* _EXERCISE 1_:
According to the KNIME row filter article, which option extracts the people born somewhere other than the United States?

* _SOURCE DOCUMENT_:

GETTING STARTED | FILTERING | KNIME ANALYTICS PLATFORM

All Row Filters of KNIME

One concept, many useful nodes

Roberto Cadili
Low Code for Data Science
11 min readOct 11, 2021

--

Co-Author: Rosaria Silipo

“Come on … that’s easy! It’s just a Row Filter!”

Isn’t this a familiar sentence? Well, as often as it might be pronounced it is not completely true. Sure the row filter concept is an easy one to grasp. But in KNIME there are a few different ways to put it in place. Let’s explore them.

Figure 1. Overview of row filter nodes in KNIME.

Row Filters on Nominal Columns

Simple Pattern Matching

This is the most common of all filter modes. For example, let’s extract all people/records with the place of birth “United States” from a census data set. The easiest solution is a Row Filter node, with

  • “Include rows by attribute value” enabled on the left.
  • “Column to test” set to “place of birth”, as the column we want to work on.
  • “use pattern matching” enabled.
  • “United States” as the pattern to search for in the selected column to test. If the selected column does not have an exorbitant number of values, a menu with possible patterns is generated and can be pulled down with the arrow on the right of the textbox containing the pattern to search. A value can then be selected from the list of possible patterns.

If we would like to extract all records/people born elsewhere than in the United States, then we need to enable the option “Exclude rows by attribute value” on the left and leave all other settings unaltered.

However, sometimes we find “United States” and sometimes “United States of America” in the data. In this case, we can still keep using the Row Filter node, but enabling the “contains wild cards” option on the pattern “United States*”, the * being the wild card. This configuration searches for all values in the selected column starting with “United States”, including for example “United States of America”.

The same result can be obtained using a regular expression, like “(United.+)” and enabling the “regular expression” flag.

By default the pattern search in the selected column is not case sensitive. However, if we want it to be, the “case sensitive match” flag is there for that exact purpose.

Figure 2. Configuration dialog of the Row Filter node to include all rows with the pattern “United States”.

* _DATA PROVIDED_:
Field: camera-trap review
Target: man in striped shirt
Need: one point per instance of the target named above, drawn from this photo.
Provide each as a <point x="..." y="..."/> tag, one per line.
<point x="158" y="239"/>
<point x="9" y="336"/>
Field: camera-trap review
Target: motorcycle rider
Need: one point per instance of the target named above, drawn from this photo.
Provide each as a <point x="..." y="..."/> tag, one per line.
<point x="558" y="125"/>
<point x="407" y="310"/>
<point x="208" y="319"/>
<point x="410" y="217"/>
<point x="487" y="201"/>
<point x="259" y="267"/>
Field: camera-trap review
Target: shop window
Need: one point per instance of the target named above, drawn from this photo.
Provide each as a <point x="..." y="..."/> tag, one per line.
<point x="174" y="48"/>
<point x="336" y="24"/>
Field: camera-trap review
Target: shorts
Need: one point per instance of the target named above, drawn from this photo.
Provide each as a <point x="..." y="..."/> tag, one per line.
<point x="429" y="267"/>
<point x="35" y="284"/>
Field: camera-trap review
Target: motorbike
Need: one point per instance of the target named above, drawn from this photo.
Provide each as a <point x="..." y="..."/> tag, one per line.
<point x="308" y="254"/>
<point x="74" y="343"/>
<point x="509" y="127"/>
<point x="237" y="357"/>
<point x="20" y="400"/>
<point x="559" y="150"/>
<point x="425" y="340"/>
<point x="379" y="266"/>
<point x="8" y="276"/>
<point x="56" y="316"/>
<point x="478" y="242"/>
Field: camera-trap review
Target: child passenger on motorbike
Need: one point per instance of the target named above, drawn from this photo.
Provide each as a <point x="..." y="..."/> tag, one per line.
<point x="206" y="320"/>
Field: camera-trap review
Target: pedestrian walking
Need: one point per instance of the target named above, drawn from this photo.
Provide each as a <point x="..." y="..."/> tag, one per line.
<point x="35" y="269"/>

* _EXERCISE 2_:
Convert every line of the listing into a Markdown table with the columns Row and Line, numbering the rows and skipping any blank lines.

* _TASK RESULT 1_:
The “Exclude rows by attribute value” option on the left, with all other settings left unaltered.

* _TASK RESULT 2_:
| Row | Line |
|---|---|
| 1 | Field: camera-trap review |
| 2 | Target: man in striped shirt |
| 3 | Need: one point per instance of the target named above, drawn from this photo. |
| 4 | Provide each as a <point x="..." y="..."/> tag, one per line. |
| 5 | <point x="158" y="239"/> |
| 6 | <point x="9" y="336"/> |
| 7 | Field: camera-trap review |
| 8 | Target: motorcycle rider |
| 9 | Need: one point per instance of the target named above, drawn from this photo. |
| 10 | Provide each as a <point x="..." y="..."/> tag, one per line. |
| 11 | <point x="558" y="125"/> |
| 12 | <point x="407" y="310"/> |
| 13 | <point x="208" y="319"/> |
| 14 | <point x="410" y="217"/> |
| 15 | <point x="487" y="201"/> |
| 16 | <point x="259" y="267"/> |
| 17 | Field: camera-trap review |
| 18 | Target: shop window |
| 19 | Need: one point per instance of the target named above, drawn from this photo. |
| 20 | Provide each as a <point x="..." y="..."/> tag, one per line. |
| 21 | <point x="174" y="48"/> |
| 22 | <point x="336" y="24"/> |
| 23 | Field: camera-trap review |
| 24 | Target: shorts |
| 25 | Need: one point per instance of the target named above, drawn from this photo. |
| 26 | Provide each as a <point x="..." y="..."/> tag, one per line. |
| 27 | <point x="429" y="267"/> |
| 28 | <point x="35" y="284"/> |
| 29 | Field: camera-trap review |
| 30 | Target: motorbike |
| 31 | Need: one point per instance of the target named above, drawn from this photo. |
| 32 | Provide each as a <point x="..." y="..."/> tag, one per line. |
| 33 | <point x="308" y="254"/> |
| 34 | <point x="74" y="343"/> |
| 35 | <point x="509" y="127"/> |
| 36 | <point x="237" y="357"/> |
| 37 | <point x="20" y="400"/> |
| 38 | <point x="559" y="150"/> |
| 39 | <point x="425" y="340"/> |
| 40 | <point x="379" y="266"/> |
| 41 | <point x="8" y="276"/> |
| 42 | <point x="56" y="316"/> |
| 43 | <point x="478" y="242"/> |
| 44 | Field: camera-trap review |
| 45 | Target: child passenger on motorbike |
| 46 | Need: one point per instance of the target named above, drawn from this photo. |
| 47 | Provide each as a <point x="..." y="..."/> tag, one per line. |
| 48 | <point x="206" y="320"/> |
| 49 | Field: camera-trap review |
| 50 | Target: pedestrian walking |
| 51 | Need: one point per instance of the target named above, drawn from this photo. |
| 52 | Provide each as a <point x="..." y="..."/> tag, one per line. |
| 53 | <point x="35" y="269"/> |